> **Task details**: Could you write the entries out again, exactly as they are?

> **Exercise inputs**:
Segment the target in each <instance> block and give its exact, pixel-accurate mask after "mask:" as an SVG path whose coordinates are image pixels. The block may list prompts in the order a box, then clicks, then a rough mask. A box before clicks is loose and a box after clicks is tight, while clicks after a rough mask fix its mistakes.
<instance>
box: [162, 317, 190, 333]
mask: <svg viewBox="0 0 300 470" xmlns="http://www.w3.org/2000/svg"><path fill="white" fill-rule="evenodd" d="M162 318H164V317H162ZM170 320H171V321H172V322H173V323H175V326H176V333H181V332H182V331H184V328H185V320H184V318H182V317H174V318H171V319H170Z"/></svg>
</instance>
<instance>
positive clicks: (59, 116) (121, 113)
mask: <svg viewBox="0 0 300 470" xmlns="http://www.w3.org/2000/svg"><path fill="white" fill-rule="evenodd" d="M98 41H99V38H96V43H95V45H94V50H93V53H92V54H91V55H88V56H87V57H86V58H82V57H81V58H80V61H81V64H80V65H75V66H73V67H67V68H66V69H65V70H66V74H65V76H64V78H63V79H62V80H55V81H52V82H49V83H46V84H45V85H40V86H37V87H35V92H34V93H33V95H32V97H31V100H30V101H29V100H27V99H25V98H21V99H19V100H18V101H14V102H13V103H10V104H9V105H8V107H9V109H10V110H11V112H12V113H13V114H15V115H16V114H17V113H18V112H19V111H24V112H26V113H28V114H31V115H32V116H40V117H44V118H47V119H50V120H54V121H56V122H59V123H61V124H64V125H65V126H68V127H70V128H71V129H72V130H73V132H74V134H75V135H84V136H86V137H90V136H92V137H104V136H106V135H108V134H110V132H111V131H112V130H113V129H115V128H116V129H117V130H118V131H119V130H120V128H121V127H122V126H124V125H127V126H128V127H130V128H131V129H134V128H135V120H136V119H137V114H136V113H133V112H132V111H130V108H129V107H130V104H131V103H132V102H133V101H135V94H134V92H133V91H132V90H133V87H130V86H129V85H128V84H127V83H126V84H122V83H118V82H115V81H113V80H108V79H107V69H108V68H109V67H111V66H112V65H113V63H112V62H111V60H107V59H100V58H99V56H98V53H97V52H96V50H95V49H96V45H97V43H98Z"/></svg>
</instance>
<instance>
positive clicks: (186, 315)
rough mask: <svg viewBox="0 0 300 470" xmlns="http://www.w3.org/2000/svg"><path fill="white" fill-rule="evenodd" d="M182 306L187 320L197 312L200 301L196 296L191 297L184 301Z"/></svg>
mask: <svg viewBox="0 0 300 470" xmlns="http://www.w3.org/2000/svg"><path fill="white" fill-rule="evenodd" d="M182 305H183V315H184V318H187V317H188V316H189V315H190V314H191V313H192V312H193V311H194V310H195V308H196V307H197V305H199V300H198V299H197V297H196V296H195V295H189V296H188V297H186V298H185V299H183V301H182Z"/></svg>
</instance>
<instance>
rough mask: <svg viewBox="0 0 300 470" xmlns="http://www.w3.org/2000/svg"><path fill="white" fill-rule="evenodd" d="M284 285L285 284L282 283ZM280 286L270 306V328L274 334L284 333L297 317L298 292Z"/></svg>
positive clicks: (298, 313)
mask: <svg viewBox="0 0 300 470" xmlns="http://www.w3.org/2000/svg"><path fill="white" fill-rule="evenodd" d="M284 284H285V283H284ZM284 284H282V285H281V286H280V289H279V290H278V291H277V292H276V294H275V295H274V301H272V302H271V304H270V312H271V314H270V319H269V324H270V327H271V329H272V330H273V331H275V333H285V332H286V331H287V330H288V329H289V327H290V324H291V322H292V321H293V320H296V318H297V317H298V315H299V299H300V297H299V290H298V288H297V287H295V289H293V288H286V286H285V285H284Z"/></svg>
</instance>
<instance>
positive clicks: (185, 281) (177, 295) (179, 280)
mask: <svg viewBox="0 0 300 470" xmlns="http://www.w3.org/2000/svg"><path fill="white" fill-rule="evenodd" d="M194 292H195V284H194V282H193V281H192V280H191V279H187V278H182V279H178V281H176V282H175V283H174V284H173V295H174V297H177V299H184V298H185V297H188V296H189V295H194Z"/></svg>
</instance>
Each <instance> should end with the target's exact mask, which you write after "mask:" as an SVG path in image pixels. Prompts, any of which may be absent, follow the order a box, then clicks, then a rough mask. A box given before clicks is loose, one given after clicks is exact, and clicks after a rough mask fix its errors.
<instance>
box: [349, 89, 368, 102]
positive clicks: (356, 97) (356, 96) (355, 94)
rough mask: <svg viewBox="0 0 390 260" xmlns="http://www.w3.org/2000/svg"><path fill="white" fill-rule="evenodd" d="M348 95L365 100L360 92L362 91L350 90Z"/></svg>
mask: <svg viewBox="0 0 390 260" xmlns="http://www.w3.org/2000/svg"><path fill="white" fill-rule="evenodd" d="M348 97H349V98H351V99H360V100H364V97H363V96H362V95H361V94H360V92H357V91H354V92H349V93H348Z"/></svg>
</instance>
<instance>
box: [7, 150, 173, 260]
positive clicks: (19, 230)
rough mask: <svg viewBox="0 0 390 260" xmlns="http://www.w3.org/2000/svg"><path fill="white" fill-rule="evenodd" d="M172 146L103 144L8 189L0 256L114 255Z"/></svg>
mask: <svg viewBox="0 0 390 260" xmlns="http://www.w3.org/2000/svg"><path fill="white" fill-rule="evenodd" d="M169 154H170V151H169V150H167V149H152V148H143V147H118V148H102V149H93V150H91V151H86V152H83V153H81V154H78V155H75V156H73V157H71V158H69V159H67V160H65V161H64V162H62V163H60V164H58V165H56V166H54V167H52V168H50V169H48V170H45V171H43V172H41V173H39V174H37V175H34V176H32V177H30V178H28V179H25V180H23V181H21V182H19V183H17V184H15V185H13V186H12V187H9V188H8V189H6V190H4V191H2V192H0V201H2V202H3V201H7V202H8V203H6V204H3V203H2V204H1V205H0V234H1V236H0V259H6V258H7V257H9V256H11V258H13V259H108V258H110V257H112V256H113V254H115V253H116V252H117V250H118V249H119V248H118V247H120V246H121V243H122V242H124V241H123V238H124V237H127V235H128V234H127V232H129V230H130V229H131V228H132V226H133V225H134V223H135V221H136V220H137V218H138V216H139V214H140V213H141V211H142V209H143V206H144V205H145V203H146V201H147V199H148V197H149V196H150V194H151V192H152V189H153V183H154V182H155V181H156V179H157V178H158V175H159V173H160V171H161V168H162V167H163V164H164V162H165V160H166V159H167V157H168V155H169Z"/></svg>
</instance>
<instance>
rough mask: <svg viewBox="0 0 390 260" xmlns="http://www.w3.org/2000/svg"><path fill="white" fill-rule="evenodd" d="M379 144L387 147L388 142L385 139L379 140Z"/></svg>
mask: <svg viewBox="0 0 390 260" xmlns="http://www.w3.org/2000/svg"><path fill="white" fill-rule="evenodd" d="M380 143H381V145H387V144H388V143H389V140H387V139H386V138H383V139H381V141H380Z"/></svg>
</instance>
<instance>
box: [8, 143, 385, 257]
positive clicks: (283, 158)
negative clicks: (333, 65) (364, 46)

> **Solution to this problem**:
Segment the target in each <instance> block and give its exact, pixel-accurate mask after "mask:" as an SVG path whose coordinates are image pixels. The block may list prompts in the order a box, then clicks, then a rough mask. A box before clicks is loose and a box after clicks is tight, while clicks after a rough mask fix its mistakes.
<instance>
box: [162, 317, 190, 333]
mask: <svg viewBox="0 0 300 470" xmlns="http://www.w3.org/2000/svg"><path fill="white" fill-rule="evenodd" d="M162 318H164V317H162ZM170 320H171V321H172V322H173V323H175V326H176V333H181V332H182V331H184V328H185V320H184V318H182V317H174V318H171V319H170Z"/></svg>
</instance>
<instance>
positive clicks: (59, 116) (121, 113)
mask: <svg viewBox="0 0 300 470" xmlns="http://www.w3.org/2000/svg"><path fill="white" fill-rule="evenodd" d="M98 41H99V38H96V43H95V45H94V50H93V53H92V54H91V55H88V56H87V57H86V58H82V57H81V58H80V61H81V64H80V65H75V66H73V67H67V68H66V69H65V70H66V74H65V76H64V78H63V79H62V80H55V81H52V82H49V83H46V84H45V85H40V86H37V87H35V92H34V93H33V95H32V97H31V100H30V101H29V100H27V99H25V98H21V99H19V100H18V101H14V102H13V103H10V104H9V105H8V107H9V109H10V110H11V112H12V113H13V114H15V115H16V114H17V113H18V112H19V111H24V112H26V113H28V114H31V115H32V116H40V117H44V118H47V119H50V120H54V121H56V122H59V123H61V124H64V125H65V126H68V127H70V128H71V129H72V130H73V132H74V134H75V135H84V136H86V137H90V136H92V137H104V136H106V135H108V134H110V132H111V131H112V130H113V129H115V128H116V129H117V130H118V131H119V130H120V128H121V127H122V126H124V125H127V126H128V127H130V128H131V129H134V128H135V120H136V119H137V114H136V113H133V112H132V111H130V108H129V107H130V104H131V103H132V102H133V101H135V94H134V92H133V91H132V90H133V87H130V86H129V85H128V84H127V83H126V84H122V83H118V82H115V81H113V80H108V79H107V69H108V68H109V67H111V66H112V65H113V63H112V62H111V60H107V59H100V58H99V56H98V53H97V52H96V50H95V49H96V45H97V43H98Z"/></svg>
</instance>
<instance>
positive clicks: (186, 315)
rough mask: <svg viewBox="0 0 300 470" xmlns="http://www.w3.org/2000/svg"><path fill="white" fill-rule="evenodd" d="M182 306L187 320L197 312L200 301L196 296L191 297L184 301Z"/></svg>
mask: <svg viewBox="0 0 300 470" xmlns="http://www.w3.org/2000/svg"><path fill="white" fill-rule="evenodd" d="M182 305H183V315H184V318H187V317H188V316H189V315H190V314H191V313H192V312H193V311H194V310H195V308H196V307H197V305H199V300H198V299H197V297H196V296H195V295H189V296H188V297H186V298H185V299H183V301H182Z"/></svg>
</instance>
<instance>
rough mask: <svg viewBox="0 0 300 470" xmlns="http://www.w3.org/2000/svg"><path fill="white" fill-rule="evenodd" d="M284 285L285 284L282 283ZM280 286L270 306V328L274 334L284 333L297 317L298 292Z"/></svg>
positive clicks: (298, 313)
mask: <svg viewBox="0 0 300 470" xmlns="http://www.w3.org/2000/svg"><path fill="white" fill-rule="evenodd" d="M284 284H285V283H284ZM284 284H282V285H281V286H280V289H279V290H278V291H277V292H276V294H275V295H274V301H272V302H271V304H270V312H271V314H270V319H269V324H270V327H271V329H272V330H273V331H275V333H285V332H286V331H287V330H288V329H289V327H290V324H291V322H292V321H293V320H296V318H297V317H298V315H299V299H300V297H299V290H298V288H297V287H295V289H293V288H286V286H285V285H284Z"/></svg>
</instance>
<instance>
positive clicks: (185, 281) (177, 295) (179, 280)
mask: <svg viewBox="0 0 300 470" xmlns="http://www.w3.org/2000/svg"><path fill="white" fill-rule="evenodd" d="M194 292H195V284H194V282H193V281H192V280H191V279H187V278H182V279H178V281H176V282H175V283H174V284H173V295H174V297H177V299H184V298H185V297H188V296H189V295H194Z"/></svg>
</instance>
Each <instance> should end with the target's exact mask, which you write after "mask:" as an SVG path in image pixels. Prompts, any of which may be absent, follow the order a box, then clicks, then a rough mask. A box given before clicks is loose, one given after clicks is exact, and clicks after a rough mask fix its errors.
<instance>
box: [349, 89, 368, 102]
positive clicks: (356, 97) (356, 96) (355, 94)
rough mask: <svg viewBox="0 0 390 260" xmlns="http://www.w3.org/2000/svg"><path fill="white" fill-rule="evenodd" d="M348 95L365 100L360 92L362 91L350 90Z"/></svg>
mask: <svg viewBox="0 0 390 260" xmlns="http://www.w3.org/2000/svg"><path fill="white" fill-rule="evenodd" d="M348 97H349V98H351V99H360V100H364V97H363V96H362V95H361V94H360V92H357V91H354V92H349V93H348Z"/></svg>
</instance>
<instance>
box: [7, 150, 173, 260]
positive clicks: (19, 230)
rough mask: <svg viewBox="0 0 390 260" xmlns="http://www.w3.org/2000/svg"><path fill="white" fill-rule="evenodd" d="M172 146L103 144L8 189L0 256L114 255Z"/></svg>
mask: <svg viewBox="0 0 390 260" xmlns="http://www.w3.org/2000/svg"><path fill="white" fill-rule="evenodd" d="M169 154H170V151H169V150H167V149H152V148H143V147H118V148H102V149H93V150H91V151H86V152H83V153H81V154H78V155H75V156H73V157H71V158H69V159H67V160H65V161H64V162H62V163H60V164H58V165H56V166H54V167H52V168H50V169H48V170H45V171H43V172H41V173H39V174H37V175H34V176H32V177H30V178H28V179H25V180H23V181H21V182H19V183H17V184H15V185H13V186H12V187H9V188H8V189H6V190H4V191H2V192H0V201H2V202H3V201H7V202H8V203H6V204H3V203H2V204H1V205H0V234H1V236H0V259H6V258H7V257H9V256H11V258H13V259H108V258H110V257H112V256H113V254H115V253H116V252H117V250H118V249H119V248H118V247H120V246H121V243H122V242H124V241H123V238H124V237H127V235H128V234H127V232H129V230H130V229H131V228H132V226H133V225H134V223H135V221H136V220H137V218H138V216H139V214H140V213H141V211H142V209H143V206H144V205H145V203H146V201H147V199H148V197H149V196H150V194H151V192H152V189H153V183H154V182H155V181H156V179H157V178H158V175H159V173H160V171H161V168H162V167H163V164H164V162H165V160H166V159H167V157H168V155H169Z"/></svg>
</instance>
<instance>
rough mask: <svg viewBox="0 0 390 260" xmlns="http://www.w3.org/2000/svg"><path fill="white" fill-rule="evenodd" d="M379 144L387 147L388 142L385 139L379 140Z"/></svg>
mask: <svg viewBox="0 0 390 260" xmlns="http://www.w3.org/2000/svg"><path fill="white" fill-rule="evenodd" d="M380 143H381V145H387V144H388V143H389V140H387V139H386V138H383V139H381V141H380Z"/></svg>
</instance>
<instance>
box: [8, 143, 385, 257]
positive clicks: (283, 158)
negative clicks: (333, 65) (364, 46)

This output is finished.